+++ SUPPLIED RECORDS
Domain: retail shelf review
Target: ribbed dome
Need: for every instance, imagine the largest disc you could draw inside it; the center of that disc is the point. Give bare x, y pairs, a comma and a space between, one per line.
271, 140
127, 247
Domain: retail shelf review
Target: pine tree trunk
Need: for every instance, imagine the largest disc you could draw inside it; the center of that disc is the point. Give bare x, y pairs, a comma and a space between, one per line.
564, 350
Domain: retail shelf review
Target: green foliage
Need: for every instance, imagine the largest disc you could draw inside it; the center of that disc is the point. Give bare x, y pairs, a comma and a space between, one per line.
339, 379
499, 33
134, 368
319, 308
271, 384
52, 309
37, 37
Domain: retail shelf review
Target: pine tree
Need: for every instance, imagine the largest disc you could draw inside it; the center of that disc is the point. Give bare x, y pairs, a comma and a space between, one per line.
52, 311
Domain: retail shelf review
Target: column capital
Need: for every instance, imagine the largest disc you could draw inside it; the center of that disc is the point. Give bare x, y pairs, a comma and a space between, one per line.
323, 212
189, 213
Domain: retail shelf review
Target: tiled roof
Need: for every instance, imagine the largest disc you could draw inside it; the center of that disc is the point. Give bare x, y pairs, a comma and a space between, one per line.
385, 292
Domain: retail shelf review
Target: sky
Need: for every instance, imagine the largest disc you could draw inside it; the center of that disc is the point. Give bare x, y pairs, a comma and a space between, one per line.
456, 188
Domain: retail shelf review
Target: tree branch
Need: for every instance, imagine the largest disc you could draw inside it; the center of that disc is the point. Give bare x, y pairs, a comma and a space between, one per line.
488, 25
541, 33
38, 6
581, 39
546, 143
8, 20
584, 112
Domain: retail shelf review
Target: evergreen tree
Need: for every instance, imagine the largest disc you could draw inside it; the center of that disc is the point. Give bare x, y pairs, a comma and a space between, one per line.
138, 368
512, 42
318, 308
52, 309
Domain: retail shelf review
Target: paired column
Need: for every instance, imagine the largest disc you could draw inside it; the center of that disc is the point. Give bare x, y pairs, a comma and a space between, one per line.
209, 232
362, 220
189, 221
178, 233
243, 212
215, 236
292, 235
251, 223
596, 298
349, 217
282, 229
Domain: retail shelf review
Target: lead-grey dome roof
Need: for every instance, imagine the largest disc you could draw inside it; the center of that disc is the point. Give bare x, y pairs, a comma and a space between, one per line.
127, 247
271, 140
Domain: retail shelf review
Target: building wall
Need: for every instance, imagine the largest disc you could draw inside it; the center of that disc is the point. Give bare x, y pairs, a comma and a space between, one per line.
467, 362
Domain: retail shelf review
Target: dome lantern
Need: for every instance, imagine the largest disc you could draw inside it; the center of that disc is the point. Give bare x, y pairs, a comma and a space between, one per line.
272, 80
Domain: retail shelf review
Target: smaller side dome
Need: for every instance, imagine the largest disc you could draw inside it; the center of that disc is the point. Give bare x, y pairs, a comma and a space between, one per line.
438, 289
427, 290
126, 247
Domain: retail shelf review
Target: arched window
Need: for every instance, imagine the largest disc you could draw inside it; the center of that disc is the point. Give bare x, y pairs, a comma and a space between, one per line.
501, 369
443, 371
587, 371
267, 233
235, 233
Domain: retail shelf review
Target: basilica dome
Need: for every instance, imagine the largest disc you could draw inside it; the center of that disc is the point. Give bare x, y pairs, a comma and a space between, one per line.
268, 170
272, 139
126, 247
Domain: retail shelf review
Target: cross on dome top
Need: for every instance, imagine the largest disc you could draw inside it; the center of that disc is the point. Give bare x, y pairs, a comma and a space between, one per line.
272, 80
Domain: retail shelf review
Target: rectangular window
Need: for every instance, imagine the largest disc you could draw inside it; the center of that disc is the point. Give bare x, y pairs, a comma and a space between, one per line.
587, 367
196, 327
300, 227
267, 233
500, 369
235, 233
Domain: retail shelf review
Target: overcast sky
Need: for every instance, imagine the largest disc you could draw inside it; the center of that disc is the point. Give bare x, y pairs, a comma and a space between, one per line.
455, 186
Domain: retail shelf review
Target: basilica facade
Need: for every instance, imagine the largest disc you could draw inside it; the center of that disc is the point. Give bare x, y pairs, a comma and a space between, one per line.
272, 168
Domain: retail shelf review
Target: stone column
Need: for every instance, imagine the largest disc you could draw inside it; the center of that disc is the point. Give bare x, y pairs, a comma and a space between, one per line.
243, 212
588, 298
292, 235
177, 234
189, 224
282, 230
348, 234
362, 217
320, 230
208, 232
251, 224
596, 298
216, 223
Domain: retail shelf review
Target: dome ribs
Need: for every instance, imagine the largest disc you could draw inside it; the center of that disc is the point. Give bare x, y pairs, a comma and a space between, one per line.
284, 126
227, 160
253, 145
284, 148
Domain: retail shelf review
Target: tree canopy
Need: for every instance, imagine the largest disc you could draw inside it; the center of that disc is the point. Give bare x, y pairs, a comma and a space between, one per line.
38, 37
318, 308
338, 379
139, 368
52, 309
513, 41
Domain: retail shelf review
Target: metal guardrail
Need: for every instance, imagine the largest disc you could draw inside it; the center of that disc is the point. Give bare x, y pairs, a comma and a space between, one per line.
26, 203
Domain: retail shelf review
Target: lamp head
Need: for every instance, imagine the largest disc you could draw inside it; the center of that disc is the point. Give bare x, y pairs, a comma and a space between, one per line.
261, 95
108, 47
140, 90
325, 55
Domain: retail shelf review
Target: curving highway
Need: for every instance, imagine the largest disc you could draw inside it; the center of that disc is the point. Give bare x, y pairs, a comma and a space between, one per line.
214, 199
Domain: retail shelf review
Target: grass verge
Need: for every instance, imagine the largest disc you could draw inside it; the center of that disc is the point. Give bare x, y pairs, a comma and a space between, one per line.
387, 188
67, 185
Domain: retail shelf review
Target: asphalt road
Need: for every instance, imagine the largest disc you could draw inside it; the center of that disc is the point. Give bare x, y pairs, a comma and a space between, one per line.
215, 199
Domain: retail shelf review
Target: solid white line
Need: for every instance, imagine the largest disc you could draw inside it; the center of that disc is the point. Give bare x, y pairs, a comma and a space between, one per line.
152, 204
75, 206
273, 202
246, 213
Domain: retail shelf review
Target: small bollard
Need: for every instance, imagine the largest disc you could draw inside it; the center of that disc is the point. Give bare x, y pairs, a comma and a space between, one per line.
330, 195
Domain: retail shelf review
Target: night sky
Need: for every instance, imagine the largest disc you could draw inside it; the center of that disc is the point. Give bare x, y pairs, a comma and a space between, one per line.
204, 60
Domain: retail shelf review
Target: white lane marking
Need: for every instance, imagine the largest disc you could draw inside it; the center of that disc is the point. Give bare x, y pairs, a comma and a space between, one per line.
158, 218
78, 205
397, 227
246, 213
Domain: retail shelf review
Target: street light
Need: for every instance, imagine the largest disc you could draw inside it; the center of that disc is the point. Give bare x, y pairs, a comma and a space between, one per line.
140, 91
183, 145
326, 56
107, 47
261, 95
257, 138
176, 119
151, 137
++++++
Write out every line of the records exactly.

Domain: retail shelf review
Target: ribbed dome
Need: for every instance, imagine the largest disc you could draw inside it; the center of that disc is the point. Give bare x, y pairs, a comma and a space between, one per line.
271, 140
127, 247
Domain: retail shelf review
Target: pine tree trunk
Need: for every instance, imagine the largest disc you could draw inside it; the center of that disc is the point. Give bare x, y pairs, a comma and a space between, one per line.
564, 350
Domain: retail shelf review
Target: green foliage
Need: for every instance, imagine the largest disc you could draw inside it; the center of that disc is the point. Give bare x, y pairs, a comma and a space between, one per line.
339, 379
499, 33
134, 368
319, 308
271, 384
52, 309
37, 37
Domain: retail shelf review
Target: pine tree
Need: for every instance, imagine the largest disc you could draw inside it; the center of that disc is the point. Give bare x, y pairs, a comma and a space between, one per line.
52, 311
Domain: retail shelf review
Target: column capital
Need: for every instance, imagine the largest disc you could draw inside it; the center of that disc is the point. Give bare x, y pairs, a comma and a space between, one per line.
323, 212
189, 213
Domain: retail shelf review
Target: tiled roof
Need: for every instance, imagine the largest disc you could draw inside it; the center of that disc is the point. Give bare x, y pairs, a comma and a space between, one per line.
385, 292
Domain: retail shelf review
Target: sky
Need: for every instance, imagine the largest disc you could draw inside it; the center of that disc is the point. Give bare x, y pairs, a comma and a space between, one per line.
456, 188
Domain: retail shelf review
Target: tree branch
Need: for every instance, imagine the largest disc you could draw inside it; the center of that disc is the point. Give bare x, y pairs, a comma and a space between, one per line.
488, 25
541, 33
38, 6
581, 39
546, 143
8, 20
584, 112
Domain: retail shelf review
Target: evergreen tree
Need: for every instance, imagine the largest disc you could draw inside it; the center of that disc is the point. Give bare x, y pairs, a comma and a space between, one per line.
138, 368
512, 42
318, 308
52, 309
Domain: retail shelf review
Target: paired column
Need: for every instance, imagine the largest disc you could draw inside it; the center of that disc is the point. Give bare x, y pairs, a comma and a space between, one per line.
209, 232
362, 220
189, 221
178, 233
243, 212
215, 236
292, 235
251, 223
596, 298
349, 217
282, 229
Domain: retail shelf review
Target: lead-grey dome roof
Need: for every instance, imagine the largest disc you could draw inside it; the center of that disc is the point. Give bare x, y pairs, a comma and a space between, one per line.
127, 247
271, 140
Domain: retail shelf review
Target: building wall
Need: for every instance, imagine the largest disc you could draw inside it; the center of that disc is the point. Give bare x, y pairs, a comma and a space between, one per line.
467, 362
Domain: retail shelf review
Target: dome lantern
Need: for every instance, imagine the largest disc you could draw inside it; the center of that disc is the point. Give bare x, y pairs, a comma and a space between, one per line.
272, 80
Domain: retail shelf review
Target: smaller side dome
Need: for every instance, imagine the largest disc you could draw inside it; the center of that disc is the point. Give bare x, y pairs, a comma and a space between, one per line.
438, 289
427, 290
126, 247
Domain: retail shelf review
Target: arched window
Need: for every instance, imagine the largest disc you could draw inside it; the center of that disc is the point. Give bare x, y pairs, a comma and a space between, one per line.
501, 369
443, 371
587, 371
267, 233
235, 233
Domain: retail shelf review
Target: basilica dome
Need: for every instance, imagine the largest disc you could draw inside it; the center of that disc is the point. Give bare x, y pairs, a comma and a space between, one per line.
268, 170
272, 139
126, 247
Domain: retail shelf review
Target: cross on dome top
Need: for every instance, imagine the largest disc you could draw inside it; the center of that disc is the point. Give bare x, y pairs, a comma and a space between, one per line.
272, 80
Domain: retail shelf review
Target: rectangular window
Need: for every instance, imagine the largest disc you could draw inside it; the center of that disc is the point. Give bare x, y pairs, a comma and a space between, one per line.
587, 367
196, 327
300, 227
267, 233
500, 369
235, 233
Domain: retail shelf review
Target: overcast sky
Need: for every instance, imagine the largest disc you could draw inside it; the center of that disc is the point. Give bare x, y pairs, a comma and a space between, one per line.
455, 186
Domain: retail shelf review
Target: basilica facade
Need: for every instance, imagine the largest disc you could draw inside it; the center of that disc is the point. Give bare x, y pairs, a comma and a space between, one per line.
272, 168
Domain: retail shelf review
Target: stone column
Need: for every instance, imagine the largest disc you could draw inside it; the center of that disc is the point. Give bare x, y pairs, a comma and a space between, one per line.
243, 212
588, 298
292, 235
177, 234
189, 224
282, 230
348, 234
362, 217
320, 230
208, 232
251, 224
596, 298
216, 223
Domain: retail shelf review
Target: dome ribs
Need: for every instance, imagine the largest disc you could draw inside it; the center of that disc is the point. Give bare x, y pairs, a comma and a space between, one per line.
284, 126
227, 160
253, 145
284, 148
Domain: retail shelf review
Target: tree canopy
Need: for every instance, imagine the largest disc you could draw inside it; the center of that disc is the point. Give bare x, y pairs, a comma and a space between, one per line.
38, 37
318, 308
338, 379
139, 368
52, 309
513, 41
Domain: retail shelf review
Target: metal guardrail
Need: for every instance, imagine the largest disc you could draw inside it; the center of that disc is the point. Give bare x, y pairs, a comma and a space between, one per line.
26, 203
Domain: retail shelf review
Target: lamp head
Need: for every instance, imagine the largest disc you could draw inside it; the center of that disc is the point. Give bare x, y pairs, a comma and a space between, one per line.
261, 95
108, 47
140, 90
325, 55
Domain: retail shelf review
Target: curving highway
Need: for every instance, imagine the largest disc you could draw inside it; the center of that disc is the point. Give bare x, y pairs, a comma and a space between, one per line.
214, 199
Domain: retail shelf review
Target: grass verge
Need: for every instance, imagine the largest disc you could draw inside it; the center of that disc is the point. Give bare x, y pairs, a comma and a space between, one per line.
387, 188
67, 185
Domain: retail shelf review
Target: asphalt road
Need: for every instance, imagine the largest disc you could draw inside it; the center of that disc is the point. Give bare x, y pairs, a comma and a space between, one per line.
215, 199
Domain: retail shelf review
Target: solid white line
Need: for every instance, imagine the largest disc you could draw inside it; the center of that disc is the point. Give bare x, y pairs, a comma and a space between, one per line.
152, 204
75, 206
273, 202
246, 213
Domain: retail shelf review
Target: small bollard
Need: for every instance, imagine the largest disc you could draw inside it; the center of that disc is the point. Give bare x, y pairs, a comma and a space between, one per line.
330, 195
Domain: retail shelf review
Target: night sky
Need: for every instance, imagine the largest disc you could draw inside it; the center of that disc is the point. Give bare x, y pairs, a comma and a space between, one per line.
204, 60
Domain: retail shelf review
Target: white lane marking
Need: for every instance, imagine the largest disc you could draw inside it; the center of that disc is the point. Give bare x, y pairs, a comma and a space between, one per line.
158, 218
78, 205
397, 227
246, 213
Domain: retail shelf review
Target: street light
Need: for every instance, imagine the largest disc you could draw inside it; the center of that disc is the point. Give bare x, y pairs, a comma and a space between, one per line.
140, 91
183, 145
326, 56
107, 47
261, 95
257, 138
176, 119
151, 137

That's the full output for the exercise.